[Records from a pointing dataset]
..............................
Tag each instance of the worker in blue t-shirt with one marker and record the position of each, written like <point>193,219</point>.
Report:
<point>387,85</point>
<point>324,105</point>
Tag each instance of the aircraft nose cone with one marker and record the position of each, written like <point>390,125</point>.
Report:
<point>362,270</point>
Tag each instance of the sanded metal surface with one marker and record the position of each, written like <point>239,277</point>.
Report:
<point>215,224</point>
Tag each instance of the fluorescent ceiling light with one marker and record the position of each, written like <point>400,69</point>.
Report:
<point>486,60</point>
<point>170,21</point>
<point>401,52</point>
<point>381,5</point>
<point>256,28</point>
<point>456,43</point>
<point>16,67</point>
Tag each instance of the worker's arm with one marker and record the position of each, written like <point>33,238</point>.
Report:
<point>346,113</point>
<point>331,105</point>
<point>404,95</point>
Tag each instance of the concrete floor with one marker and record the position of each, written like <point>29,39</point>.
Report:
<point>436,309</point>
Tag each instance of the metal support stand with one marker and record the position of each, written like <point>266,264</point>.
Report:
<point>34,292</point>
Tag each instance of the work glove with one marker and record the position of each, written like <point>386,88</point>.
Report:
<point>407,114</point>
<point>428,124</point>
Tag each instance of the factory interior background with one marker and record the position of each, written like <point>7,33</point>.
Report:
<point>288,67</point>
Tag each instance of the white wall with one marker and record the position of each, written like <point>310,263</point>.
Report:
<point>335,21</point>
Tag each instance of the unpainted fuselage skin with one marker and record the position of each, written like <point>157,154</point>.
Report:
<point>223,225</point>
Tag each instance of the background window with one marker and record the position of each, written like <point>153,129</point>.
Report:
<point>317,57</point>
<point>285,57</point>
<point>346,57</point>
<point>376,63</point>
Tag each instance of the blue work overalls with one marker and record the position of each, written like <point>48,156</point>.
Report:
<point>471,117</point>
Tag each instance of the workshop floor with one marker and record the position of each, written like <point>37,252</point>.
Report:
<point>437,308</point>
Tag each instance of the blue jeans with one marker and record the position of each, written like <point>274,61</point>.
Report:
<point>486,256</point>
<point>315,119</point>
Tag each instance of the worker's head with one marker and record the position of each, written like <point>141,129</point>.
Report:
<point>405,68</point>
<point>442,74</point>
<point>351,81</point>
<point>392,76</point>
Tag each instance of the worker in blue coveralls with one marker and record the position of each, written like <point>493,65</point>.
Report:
..............................
GIVEN REQUEST → Can you format all of the lines above as a numbered list, leaving out any blank lines?

RESPONSE →
1. Tag each instance of the worker in blue t-shirt with one marker and record the position of each, written like <point>193,219</point>.
2. Report:
3. <point>387,85</point>
4. <point>324,105</point>
5. Tag each instance of the aircraft nose cone with one marker and record the position of each, written like <point>390,125</point>.
6. Report:
7. <point>362,270</point>
8. Tag each instance of the sanded metal surface with one marker and record the position of each, written like <point>239,277</point>.
9. Report:
10. <point>215,224</point>
11. Tag each instance of the fluorescent ceiling light with one marker and record the position of each, written like <point>400,69</point>.
12. Report:
13. <point>486,60</point>
14. <point>170,21</point>
15. <point>401,52</point>
16. <point>381,5</point>
17. <point>256,28</point>
18. <point>456,43</point>
19. <point>16,67</point>
20. Tag each instance of the worker's arm with one marker and record the position of each, written like <point>33,238</point>.
21. Report:
22. <point>346,113</point>
23. <point>331,105</point>
24. <point>404,95</point>
25. Tag each instance of the concrete floor with one marker and record the position of each, written like <point>29,39</point>.
26. Report:
27. <point>436,309</point>
28. Tag each instance of the metal support stand with one marker and record the position of each, written like <point>266,264</point>.
29. Report:
30. <point>34,292</point>
31. Tag each instance of the work glove with one marker and record the position of each, written like <point>386,88</point>.
32. Report:
33. <point>407,114</point>
34. <point>428,124</point>
35. Tag each instance of the factory interior background with one marker and record the position of each, written like <point>7,33</point>.
36. Report:
37. <point>288,67</point>
38. Tag each instance of the white wall with one marker and record the position of each, written like <point>310,263</point>.
39. Report:
40. <point>335,21</point>
41. Tag each instance of the unpainted fuselage skin with one marker and record the position of each, written like <point>157,154</point>.
42. Report:
43. <point>223,225</point>
44. Tag each instance of the background window with one marker and record the position of each, written like <point>153,129</point>.
45. Report:
46. <point>317,57</point>
47. <point>285,57</point>
48. <point>346,57</point>
49. <point>376,63</point>
50. Tag each instance of the blue work overalls with one marker and record the position of each, written like <point>48,156</point>.
51. Report:
52. <point>471,117</point>
53. Tag each instance of the workshop floor with one marker and record the position of each, written like <point>37,252</point>.
54. Report:
55. <point>437,308</point>
56. Tag each instance of the blue jeans with one marker and record the position of each, written like <point>274,61</point>.
57. Report:
58. <point>486,256</point>
59. <point>315,119</point>
60. Tag each instance of the worker's head with one marker and record the position of each, written like <point>141,129</point>.
61. Report:
62. <point>405,68</point>
63. <point>442,74</point>
64. <point>351,81</point>
65. <point>392,76</point>
66. Tag each instance of the worker in blue coveralls with one marker and record the position of each, written like <point>493,65</point>.
67. Report:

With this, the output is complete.